*** DATASET ROWS
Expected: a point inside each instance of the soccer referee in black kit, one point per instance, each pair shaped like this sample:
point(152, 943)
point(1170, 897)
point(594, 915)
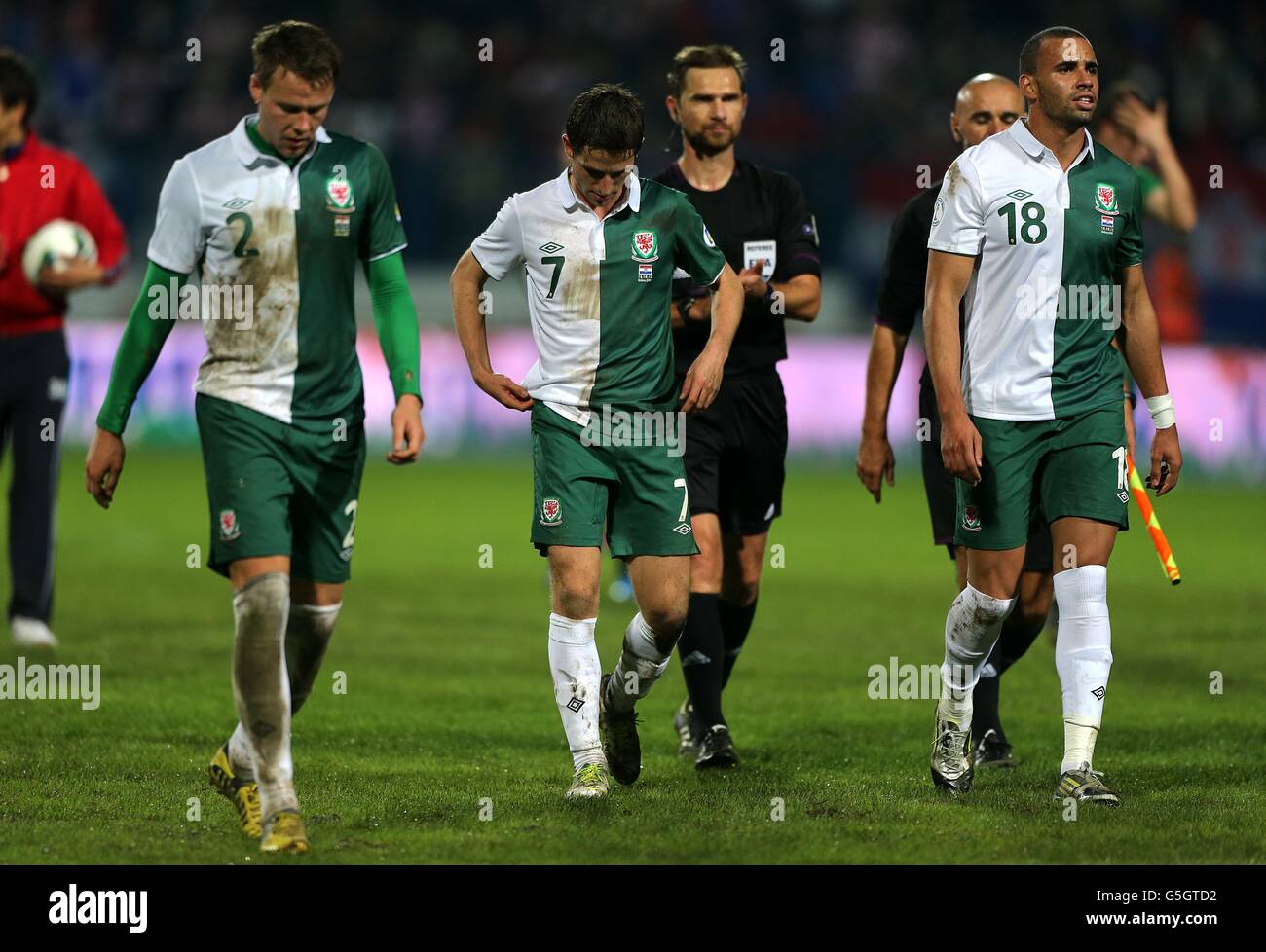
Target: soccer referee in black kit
point(735, 450)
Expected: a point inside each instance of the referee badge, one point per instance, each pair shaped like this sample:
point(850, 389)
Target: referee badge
point(1105, 199)
point(551, 513)
point(340, 197)
point(970, 518)
point(646, 245)
point(229, 530)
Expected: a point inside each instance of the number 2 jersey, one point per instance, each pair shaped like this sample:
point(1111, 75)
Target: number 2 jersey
point(599, 291)
point(1042, 306)
point(292, 238)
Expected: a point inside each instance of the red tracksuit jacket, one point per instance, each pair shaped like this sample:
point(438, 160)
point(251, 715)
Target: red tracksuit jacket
point(38, 184)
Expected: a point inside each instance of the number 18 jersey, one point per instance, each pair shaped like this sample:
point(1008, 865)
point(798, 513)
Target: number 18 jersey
point(1042, 306)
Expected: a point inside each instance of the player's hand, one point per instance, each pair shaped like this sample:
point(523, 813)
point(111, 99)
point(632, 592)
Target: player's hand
point(754, 285)
point(961, 449)
point(1148, 126)
point(76, 273)
point(875, 462)
point(504, 390)
point(406, 432)
point(703, 382)
point(1166, 461)
point(104, 466)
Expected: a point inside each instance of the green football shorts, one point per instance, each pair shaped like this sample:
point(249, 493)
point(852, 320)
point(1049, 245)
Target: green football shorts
point(1074, 466)
point(278, 489)
point(638, 493)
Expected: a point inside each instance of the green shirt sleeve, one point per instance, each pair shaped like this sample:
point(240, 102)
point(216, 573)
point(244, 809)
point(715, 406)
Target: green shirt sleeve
point(396, 321)
point(1147, 181)
point(384, 233)
point(694, 248)
point(139, 346)
point(1130, 245)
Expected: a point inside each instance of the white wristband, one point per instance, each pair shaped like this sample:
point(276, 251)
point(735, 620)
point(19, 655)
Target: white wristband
point(1163, 411)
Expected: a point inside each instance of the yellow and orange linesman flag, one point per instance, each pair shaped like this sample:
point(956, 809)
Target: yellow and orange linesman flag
point(1153, 527)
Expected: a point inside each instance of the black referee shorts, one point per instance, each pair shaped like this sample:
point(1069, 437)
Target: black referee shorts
point(944, 504)
point(735, 454)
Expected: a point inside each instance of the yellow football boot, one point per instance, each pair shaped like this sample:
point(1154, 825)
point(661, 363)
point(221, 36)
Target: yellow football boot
point(243, 794)
point(285, 833)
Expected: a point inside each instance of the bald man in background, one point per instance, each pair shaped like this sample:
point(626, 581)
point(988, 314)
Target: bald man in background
point(987, 104)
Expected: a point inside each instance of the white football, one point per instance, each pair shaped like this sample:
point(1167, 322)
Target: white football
point(55, 244)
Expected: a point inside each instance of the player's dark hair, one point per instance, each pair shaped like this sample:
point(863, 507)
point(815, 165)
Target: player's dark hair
point(713, 55)
point(607, 117)
point(302, 49)
point(1028, 52)
point(18, 83)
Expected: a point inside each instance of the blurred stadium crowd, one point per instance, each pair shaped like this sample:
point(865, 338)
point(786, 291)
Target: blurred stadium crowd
point(851, 97)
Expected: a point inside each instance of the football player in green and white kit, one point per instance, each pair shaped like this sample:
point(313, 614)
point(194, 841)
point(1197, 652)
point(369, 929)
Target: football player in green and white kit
point(598, 247)
point(277, 215)
point(1038, 231)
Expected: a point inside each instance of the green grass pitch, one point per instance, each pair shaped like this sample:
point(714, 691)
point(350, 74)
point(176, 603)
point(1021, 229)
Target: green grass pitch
point(448, 711)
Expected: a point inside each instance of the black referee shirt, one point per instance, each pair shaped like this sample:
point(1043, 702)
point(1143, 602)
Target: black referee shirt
point(760, 214)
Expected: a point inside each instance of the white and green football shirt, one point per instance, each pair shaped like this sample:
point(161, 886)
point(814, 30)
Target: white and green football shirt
point(599, 291)
point(294, 236)
point(1039, 307)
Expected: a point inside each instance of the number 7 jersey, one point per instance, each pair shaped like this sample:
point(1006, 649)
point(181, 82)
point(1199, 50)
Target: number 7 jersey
point(279, 248)
point(1042, 306)
point(599, 291)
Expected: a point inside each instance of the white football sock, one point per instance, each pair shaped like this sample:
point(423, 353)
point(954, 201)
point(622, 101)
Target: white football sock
point(577, 674)
point(973, 626)
point(308, 635)
point(240, 753)
point(638, 669)
point(262, 689)
point(1083, 656)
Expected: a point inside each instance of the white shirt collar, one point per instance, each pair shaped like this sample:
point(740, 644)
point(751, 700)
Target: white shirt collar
point(1025, 139)
point(247, 152)
point(569, 198)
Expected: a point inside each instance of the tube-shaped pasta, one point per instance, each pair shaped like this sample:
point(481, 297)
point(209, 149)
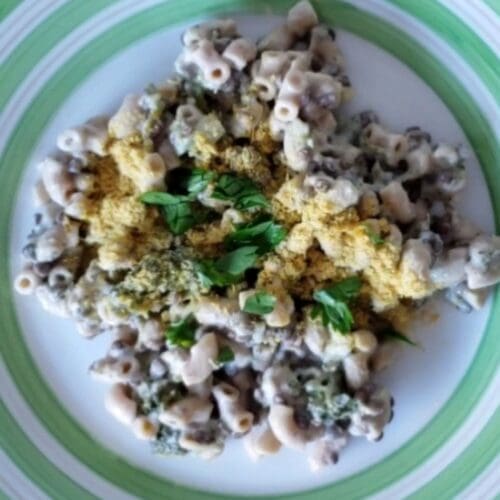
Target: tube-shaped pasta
point(85, 182)
point(450, 270)
point(91, 137)
point(261, 441)
point(236, 418)
point(240, 52)
point(214, 69)
point(145, 428)
point(26, 281)
point(483, 270)
point(209, 30)
point(393, 147)
point(324, 90)
point(297, 143)
point(151, 334)
point(365, 341)
point(301, 18)
point(201, 360)
point(77, 206)
point(57, 181)
point(40, 194)
point(368, 205)
point(152, 175)
point(204, 450)
point(127, 119)
point(167, 152)
point(417, 257)
point(125, 368)
point(283, 425)
point(324, 50)
point(397, 202)
point(189, 410)
point(121, 404)
point(51, 301)
point(281, 38)
point(60, 276)
point(51, 244)
point(292, 90)
point(356, 369)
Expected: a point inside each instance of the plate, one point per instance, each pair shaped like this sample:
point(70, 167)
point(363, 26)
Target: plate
point(414, 64)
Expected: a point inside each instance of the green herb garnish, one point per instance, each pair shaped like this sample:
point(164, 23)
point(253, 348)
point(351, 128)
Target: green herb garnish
point(262, 232)
point(241, 191)
point(191, 181)
point(228, 269)
point(260, 303)
point(179, 211)
point(226, 355)
point(375, 238)
point(333, 304)
point(393, 334)
point(182, 334)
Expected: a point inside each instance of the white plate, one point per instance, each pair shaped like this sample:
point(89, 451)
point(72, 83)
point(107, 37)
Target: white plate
point(427, 384)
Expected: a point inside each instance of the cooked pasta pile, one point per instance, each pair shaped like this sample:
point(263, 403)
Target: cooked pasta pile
point(253, 255)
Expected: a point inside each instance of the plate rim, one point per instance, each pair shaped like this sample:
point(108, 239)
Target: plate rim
point(334, 9)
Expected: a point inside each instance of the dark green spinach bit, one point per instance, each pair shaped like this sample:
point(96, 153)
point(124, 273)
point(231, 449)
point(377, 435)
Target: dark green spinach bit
point(333, 304)
point(262, 232)
point(182, 334)
point(260, 303)
point(241, 191)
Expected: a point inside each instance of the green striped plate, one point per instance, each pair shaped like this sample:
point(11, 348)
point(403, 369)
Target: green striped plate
point(429, 63)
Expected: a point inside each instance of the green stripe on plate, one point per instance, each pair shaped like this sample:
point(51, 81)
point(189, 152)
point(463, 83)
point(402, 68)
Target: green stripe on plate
point(470, 464)
point(494, 5)
point(29, 129)
point(41, 471)
point(7, 6)
point(41, 40)
point(460, 37)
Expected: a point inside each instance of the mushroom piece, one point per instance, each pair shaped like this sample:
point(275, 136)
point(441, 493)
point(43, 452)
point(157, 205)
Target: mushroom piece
point(483, 269)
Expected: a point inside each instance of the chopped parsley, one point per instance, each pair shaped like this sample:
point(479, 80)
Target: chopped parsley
point(262, 232)
point(241, 191)
point(228, 269)
point(179, 211)
point(391, 333)
point(191, 181)
point(260, 303)
point(182, 334)
point(332, 304)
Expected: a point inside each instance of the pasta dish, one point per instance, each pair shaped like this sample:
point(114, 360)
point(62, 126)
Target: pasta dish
point(253, 254)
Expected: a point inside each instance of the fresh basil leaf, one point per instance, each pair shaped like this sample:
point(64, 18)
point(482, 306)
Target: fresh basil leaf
point(345, 290)
point(237, 261)
point(391, 333)
point(191, 181)
point(260, 303)
point(182, 334)
point(241, 191)
point(179, 211)
point(375, 238)
point(332, 304)
point(158, 198)
point(199, 180)
point(210, 276)
point(226, 355)
point(228, 269)
point(262, 232)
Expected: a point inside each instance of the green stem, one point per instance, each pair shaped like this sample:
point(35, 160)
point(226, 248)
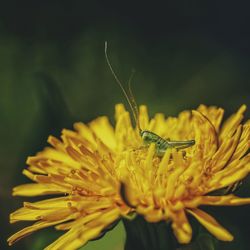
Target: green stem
point(148, 236)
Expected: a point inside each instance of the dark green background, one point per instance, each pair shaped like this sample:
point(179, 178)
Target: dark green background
point(53, 73)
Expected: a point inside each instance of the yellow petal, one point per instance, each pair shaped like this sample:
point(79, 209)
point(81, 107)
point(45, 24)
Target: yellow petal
point(181, 227)
point(211, 224)
point(35, 189)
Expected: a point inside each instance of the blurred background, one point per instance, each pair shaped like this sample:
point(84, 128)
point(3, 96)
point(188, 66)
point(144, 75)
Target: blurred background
point(53, 73)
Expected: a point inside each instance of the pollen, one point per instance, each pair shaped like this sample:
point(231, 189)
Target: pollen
point(98, 174)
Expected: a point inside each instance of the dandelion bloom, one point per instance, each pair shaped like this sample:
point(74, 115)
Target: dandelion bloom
point(101, 174)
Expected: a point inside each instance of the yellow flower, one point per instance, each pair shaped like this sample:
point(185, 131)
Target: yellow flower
point(100, 174)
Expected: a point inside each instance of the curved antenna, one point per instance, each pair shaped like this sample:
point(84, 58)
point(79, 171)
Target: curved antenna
point(130, 101)
point(133, 101)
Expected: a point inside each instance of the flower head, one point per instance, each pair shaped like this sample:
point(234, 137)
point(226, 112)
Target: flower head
point(100, 174)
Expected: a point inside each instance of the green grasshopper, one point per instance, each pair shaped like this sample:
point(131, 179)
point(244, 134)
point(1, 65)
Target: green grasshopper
point(148, 137)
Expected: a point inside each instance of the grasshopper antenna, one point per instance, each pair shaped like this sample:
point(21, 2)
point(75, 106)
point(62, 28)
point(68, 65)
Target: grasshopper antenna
point(129, 97)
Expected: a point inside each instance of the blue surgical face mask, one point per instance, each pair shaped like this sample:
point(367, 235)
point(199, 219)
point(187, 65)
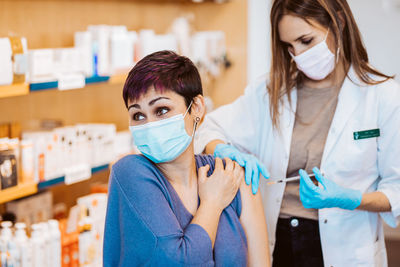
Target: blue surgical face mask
point(163, 140)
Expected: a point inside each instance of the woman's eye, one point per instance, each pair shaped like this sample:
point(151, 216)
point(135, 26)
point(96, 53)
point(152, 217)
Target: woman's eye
point(138, 116)
point(306, 42)
point(162, 111)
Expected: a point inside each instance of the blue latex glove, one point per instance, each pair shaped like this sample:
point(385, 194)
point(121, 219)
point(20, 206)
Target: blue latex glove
point(253, 167)
point(331, 196)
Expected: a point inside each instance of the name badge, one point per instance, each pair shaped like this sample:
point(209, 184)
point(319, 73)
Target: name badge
point(367, 134)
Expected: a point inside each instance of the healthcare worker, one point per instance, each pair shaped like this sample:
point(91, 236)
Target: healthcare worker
point(323, 109)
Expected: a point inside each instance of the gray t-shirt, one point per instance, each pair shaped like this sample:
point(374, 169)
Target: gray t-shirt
point(314, 114)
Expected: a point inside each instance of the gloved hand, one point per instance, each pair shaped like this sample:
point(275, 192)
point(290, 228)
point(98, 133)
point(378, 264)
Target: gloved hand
point(332, 195)
point(253, 167)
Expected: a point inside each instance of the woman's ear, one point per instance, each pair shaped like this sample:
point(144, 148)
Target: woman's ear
point(198, 107)
point(342, 20)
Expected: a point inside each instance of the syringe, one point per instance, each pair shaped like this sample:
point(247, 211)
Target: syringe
point(289, 179)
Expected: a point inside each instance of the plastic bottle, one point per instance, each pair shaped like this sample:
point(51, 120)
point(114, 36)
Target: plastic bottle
point(23, 245)
point(38, 246)
point(55, 240)
point(47, 244)
point(87, 248)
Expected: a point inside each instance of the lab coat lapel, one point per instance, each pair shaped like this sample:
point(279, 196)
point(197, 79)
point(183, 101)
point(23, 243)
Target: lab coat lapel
point(287, 121)
point(348, 100)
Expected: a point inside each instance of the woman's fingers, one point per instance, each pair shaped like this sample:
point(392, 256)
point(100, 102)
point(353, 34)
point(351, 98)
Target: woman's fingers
point(218, 164)
point(202, 172)
point(228, 164)
point(255, 179)
point(307, 181)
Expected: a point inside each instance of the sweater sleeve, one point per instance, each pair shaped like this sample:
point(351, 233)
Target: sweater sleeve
point(141, 227)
******
AIM -
Reproduce everything in the material from the line containing "Expected: a point inside each instance of the blue latex" down to the line containing "point(314, 114)", including both of those lines, without changing a character.

CORRECT RESPONSE -
Expected: a point inside each instance of the blue latex glove, one point per instance, each pair shaped like this sample:
point(385, 194)
point(121, 219)
point(20, 206)
Target: blue latex glove
point(253, 167)
point(331, 196)
Expected: a point inside each instance of the name badge, one point per instance, each pair shaped like this sample:
point(209, 184)
point(319, 73)
Target: name badge
point(367, 134)
Expected: a point inside each instance of the healthcare worker, one point per instance, each pair shaped like this sample:
point(91, 236)
Target: healthcare worker
point(323, 109)
Expected: a point inside each instance of the gray t-shirt, one point per instance, each pair shaped like this sample:
point(374, 169)
Target: gray t-shirt
point(314, 114)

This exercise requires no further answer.